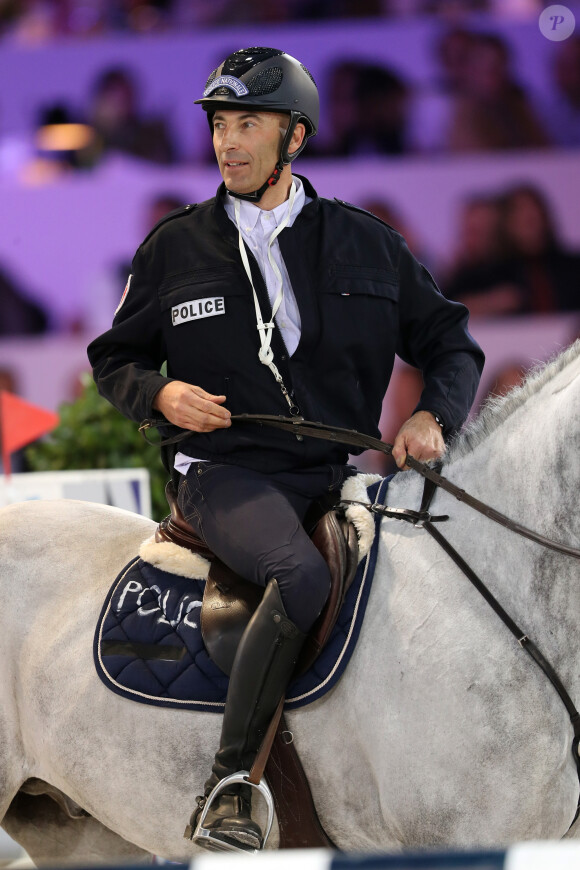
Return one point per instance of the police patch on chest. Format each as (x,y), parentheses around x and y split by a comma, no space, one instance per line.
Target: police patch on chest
(197,309)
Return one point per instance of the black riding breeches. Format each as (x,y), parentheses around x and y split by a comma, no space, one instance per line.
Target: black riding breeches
(253,523)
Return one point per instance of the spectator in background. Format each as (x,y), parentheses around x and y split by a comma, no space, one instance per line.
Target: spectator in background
(453,52)
(114,115)
(432,104)
(548,273)
(19,315)
(492,111)
(481,275)
(368,105)
(562,111)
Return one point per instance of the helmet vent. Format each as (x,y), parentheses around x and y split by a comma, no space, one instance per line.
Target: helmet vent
(265,82)
(243,60)
(210,79)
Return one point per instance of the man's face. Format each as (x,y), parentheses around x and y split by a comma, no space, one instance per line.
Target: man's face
(247,146)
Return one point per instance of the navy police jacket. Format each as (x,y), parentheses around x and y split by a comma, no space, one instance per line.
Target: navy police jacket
(362,297)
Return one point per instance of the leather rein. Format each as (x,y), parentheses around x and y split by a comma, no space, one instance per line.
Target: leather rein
(423,519)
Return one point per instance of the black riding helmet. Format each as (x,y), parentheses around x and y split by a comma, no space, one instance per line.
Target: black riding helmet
(267,80)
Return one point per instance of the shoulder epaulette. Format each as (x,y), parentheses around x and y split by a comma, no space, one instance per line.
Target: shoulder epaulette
(363,211)
(183,211)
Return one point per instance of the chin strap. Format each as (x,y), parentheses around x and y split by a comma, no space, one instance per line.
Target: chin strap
(257,195)
(284,158)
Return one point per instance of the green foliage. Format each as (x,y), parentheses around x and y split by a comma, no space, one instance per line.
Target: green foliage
(93,434)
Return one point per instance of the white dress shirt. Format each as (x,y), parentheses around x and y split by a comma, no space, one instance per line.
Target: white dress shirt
(257,225)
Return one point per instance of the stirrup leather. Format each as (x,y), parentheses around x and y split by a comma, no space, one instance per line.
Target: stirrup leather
(208,837)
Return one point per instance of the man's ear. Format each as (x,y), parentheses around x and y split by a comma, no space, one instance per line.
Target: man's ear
(297,138)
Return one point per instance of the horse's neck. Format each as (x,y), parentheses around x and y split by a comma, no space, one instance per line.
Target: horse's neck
(527,469)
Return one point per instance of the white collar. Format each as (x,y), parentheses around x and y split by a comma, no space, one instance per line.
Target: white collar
(250,213)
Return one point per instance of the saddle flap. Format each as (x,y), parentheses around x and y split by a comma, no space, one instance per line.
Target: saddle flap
(229,601)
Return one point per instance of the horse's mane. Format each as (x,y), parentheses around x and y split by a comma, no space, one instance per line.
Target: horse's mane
(496,409)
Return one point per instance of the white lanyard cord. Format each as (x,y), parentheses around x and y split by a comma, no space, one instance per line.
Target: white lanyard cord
(265,330)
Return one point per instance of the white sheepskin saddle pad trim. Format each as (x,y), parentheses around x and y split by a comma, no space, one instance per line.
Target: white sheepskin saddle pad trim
(174,559)
(355,489)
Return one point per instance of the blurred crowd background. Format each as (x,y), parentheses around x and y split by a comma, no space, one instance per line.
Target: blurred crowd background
(456,122)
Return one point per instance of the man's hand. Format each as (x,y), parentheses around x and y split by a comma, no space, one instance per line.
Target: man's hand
(421,437)
(190,407)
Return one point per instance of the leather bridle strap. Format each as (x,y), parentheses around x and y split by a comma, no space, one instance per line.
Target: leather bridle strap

» Set exercise: Give all the entries again exactly, dropping each picture.

» Final result:
Return one point per instance of the police patch on chest. Format each as (x,y), parentheses around x and y split by a comma, no space, one instance per line.
Target: police patch on chest
(197,309)
Return one point per instance of the black riding breeches. Format each as (x,y), parentheses around x and y split by a comma, no space, one instance per line.
Target: black riding breeches
(253,523)
Return one point per instance of the spectator in background. Format each as (x,y), parentheses around x and y split by a comma, no space, one instance per line.
Target: spectator in background
(453,52)
(114,115)
(432,104)
(548,273)
(19,315)
(492,111)
(481,275)
(368,105)
(562,111)
Return one point per instance of the helmet vent. Format each as (x,y), parentheses around x and y split by a comma, no space, one instance per line.
Target: helmet vent
(265,82)
(243,60)
(210,79)
Return one point per instance of the man's face. Format each as (x,y), parentheses around x and y split by a comma, no space, one instance per line.
Target: man's face
(247,146)
Return one point per instance of the navy police jacket. Format each as (x,y), parentheses around x and y split by a comma, no space, one instance per line.
Target: navy police jacket
(362,297)
Return one point per instance of the leather rein. Format each as (x,y), parentheses around x and y split by a comma, no space, one instance per line.
Target: leather rein
(423,519)
Return one point per instance of the black riding helmet. Format each as (x,y), parentheses around x and y split by a comma, no space, one instance per line.
Target: black riding helmet
(267,80)
Return one point per instance of the shoulder epaulette. Format each as (x,y), parentheses around x and y split by a comma, no space, one instance per line.
Target: shoulder epaulette
(363,211)
(183,211)
Return one point per instance of the chin strap. Format each as (x,y), parentheses around x and y split by a comma, no space, one instance per line.
Target: chin strap
(257,195)
(284,158)
Return one point per instance of the green foliage. Format each as (x,y), parentheses around x and y split by a comma, no space, one instance per line.
Target: green foliage
(93,434)
Return one point per instance of the white dress shirt. Format each as (x,y), parentheses around x and y split by a comma, no space, one instance per line.
Target: white dress shirt
(257,225)
Return one point per instance of the stirrup leather. Format each as (x,y), parentheses around x and y split by a comma, no space, one instance per line.
Target: stirrup leather
(208,837)
Return one point per instance of the man's ear. Format each as (x,y), parentheses around x and y split by a comma, no space, one instance per line.
Target: man's ear
(297,138)
Return one point per instance of the horse's neck. Format each as (x,y), parentheses around x and y split by a comma, no space, one instance per line.
Target: horse's neck
(527,469)
Return one point per instance of the white collar. Format each as (x,y), parentheses around x and y split by a comma, no space, one instance per line.
Target: white collar
(250,213)
Return one point per instance of the saddle flap. Format each as (x,y), parentheses around x and y split by a comma, no space, one instance per line.
Target: saddle flap
(229,601)
Return one point per instance of the horse's mane. Format each as (x,y), parentheses around x and y split by a comma, no space, one instance per line.
Target: horse's mane
(496,409)
Return one point per instance of the white lanyard cord. Format each as (x,y), parentheses around x and y split by a comma, no space, one instance per line.
Target: white lanyard cord
(265,330)
Return one point per instance of the white sheepskin saddle pad trim. Format each as (x,y), parentheses around x and y split by a comma, no space, one instance per line.
Target: white sheepskin saddle pad trim
(174,559)
(355,489)
Return one point per instance of the blurred crowd background. Format each as (x,y), parentheses around x and y split by a comma, no space, one instance per line.
Target: blurred crowd background
(456,122)
Return one point per instance of the man's hand. Format each as (x,y), parentheses around x and y split by a comma, no space, one instance per line.
Target: man's hand
(421,437)
(190,407)
Return one point per instance of the leather bridle strap. Format each as (x,y), parentheses around x and y split by a comma, no space, one instance per line.
Target: leather bridle strap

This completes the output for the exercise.